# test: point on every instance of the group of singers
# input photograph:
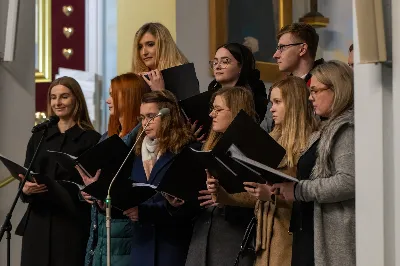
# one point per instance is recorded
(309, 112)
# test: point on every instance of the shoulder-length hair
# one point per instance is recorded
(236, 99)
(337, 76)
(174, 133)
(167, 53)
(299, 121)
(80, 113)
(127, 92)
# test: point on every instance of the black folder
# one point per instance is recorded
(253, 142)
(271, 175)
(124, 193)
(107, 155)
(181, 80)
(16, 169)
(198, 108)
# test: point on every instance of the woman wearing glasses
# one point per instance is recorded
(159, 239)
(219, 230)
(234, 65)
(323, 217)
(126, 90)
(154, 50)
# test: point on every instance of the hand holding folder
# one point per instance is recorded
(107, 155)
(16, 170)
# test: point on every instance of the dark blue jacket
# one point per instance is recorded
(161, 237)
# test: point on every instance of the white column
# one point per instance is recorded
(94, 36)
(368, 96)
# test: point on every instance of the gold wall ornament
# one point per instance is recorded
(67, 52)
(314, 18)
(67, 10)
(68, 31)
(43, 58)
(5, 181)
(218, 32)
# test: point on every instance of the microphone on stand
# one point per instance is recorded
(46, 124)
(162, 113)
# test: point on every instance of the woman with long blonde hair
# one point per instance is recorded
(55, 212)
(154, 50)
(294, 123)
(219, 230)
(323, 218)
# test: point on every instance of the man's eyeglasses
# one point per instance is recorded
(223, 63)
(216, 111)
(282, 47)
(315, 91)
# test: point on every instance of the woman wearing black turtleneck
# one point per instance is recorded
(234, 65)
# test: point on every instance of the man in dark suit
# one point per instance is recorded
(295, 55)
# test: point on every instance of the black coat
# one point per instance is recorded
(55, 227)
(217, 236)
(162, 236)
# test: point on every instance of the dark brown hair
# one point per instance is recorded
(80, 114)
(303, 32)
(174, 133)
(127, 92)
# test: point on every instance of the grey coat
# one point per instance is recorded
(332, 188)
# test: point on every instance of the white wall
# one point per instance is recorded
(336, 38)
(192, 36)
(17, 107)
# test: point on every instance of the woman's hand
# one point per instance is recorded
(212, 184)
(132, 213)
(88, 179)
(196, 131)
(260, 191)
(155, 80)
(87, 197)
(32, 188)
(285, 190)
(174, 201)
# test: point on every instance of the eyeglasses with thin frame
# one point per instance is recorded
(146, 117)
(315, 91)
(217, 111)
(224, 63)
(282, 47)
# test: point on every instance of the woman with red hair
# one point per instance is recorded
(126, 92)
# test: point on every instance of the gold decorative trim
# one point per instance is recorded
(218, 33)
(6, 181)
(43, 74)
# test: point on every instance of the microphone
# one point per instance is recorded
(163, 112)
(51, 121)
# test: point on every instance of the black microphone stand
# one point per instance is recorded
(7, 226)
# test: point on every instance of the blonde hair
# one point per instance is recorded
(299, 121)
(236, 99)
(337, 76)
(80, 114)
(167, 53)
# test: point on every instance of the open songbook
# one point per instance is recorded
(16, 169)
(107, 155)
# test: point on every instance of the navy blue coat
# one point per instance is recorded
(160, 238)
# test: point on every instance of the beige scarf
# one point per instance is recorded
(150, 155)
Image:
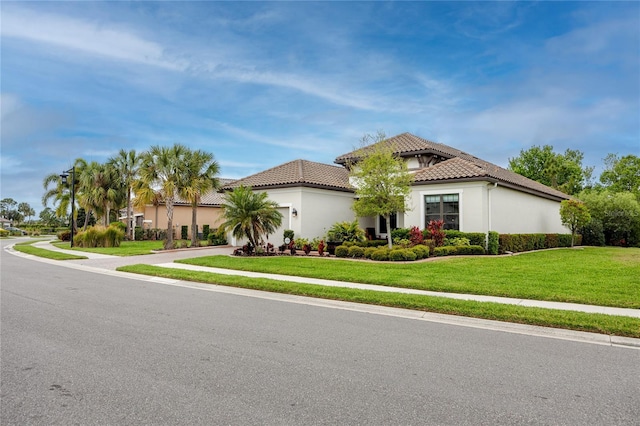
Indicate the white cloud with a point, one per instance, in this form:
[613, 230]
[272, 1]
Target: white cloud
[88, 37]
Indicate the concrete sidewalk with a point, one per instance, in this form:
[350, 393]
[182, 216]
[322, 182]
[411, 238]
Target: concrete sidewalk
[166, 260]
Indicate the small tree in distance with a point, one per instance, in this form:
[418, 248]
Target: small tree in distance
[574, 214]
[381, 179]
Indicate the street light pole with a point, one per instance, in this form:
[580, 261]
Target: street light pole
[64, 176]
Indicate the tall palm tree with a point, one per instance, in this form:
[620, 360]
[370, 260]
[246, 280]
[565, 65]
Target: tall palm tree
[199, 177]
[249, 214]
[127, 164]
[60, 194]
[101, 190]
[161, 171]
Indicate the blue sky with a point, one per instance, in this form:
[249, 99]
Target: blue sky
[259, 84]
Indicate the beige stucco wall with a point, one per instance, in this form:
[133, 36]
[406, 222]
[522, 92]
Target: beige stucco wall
◆ ◆ ◆ ◆
**WHAT TO WORK ON:** For the string "dark", go through the entries above and copy each line where it occurs.

**ANSWER SECTION:**
# test: point on every instance of the dark blue jacket
# test: point on every instance of the man in dark suit
# test: point on every instance of the dark brown hair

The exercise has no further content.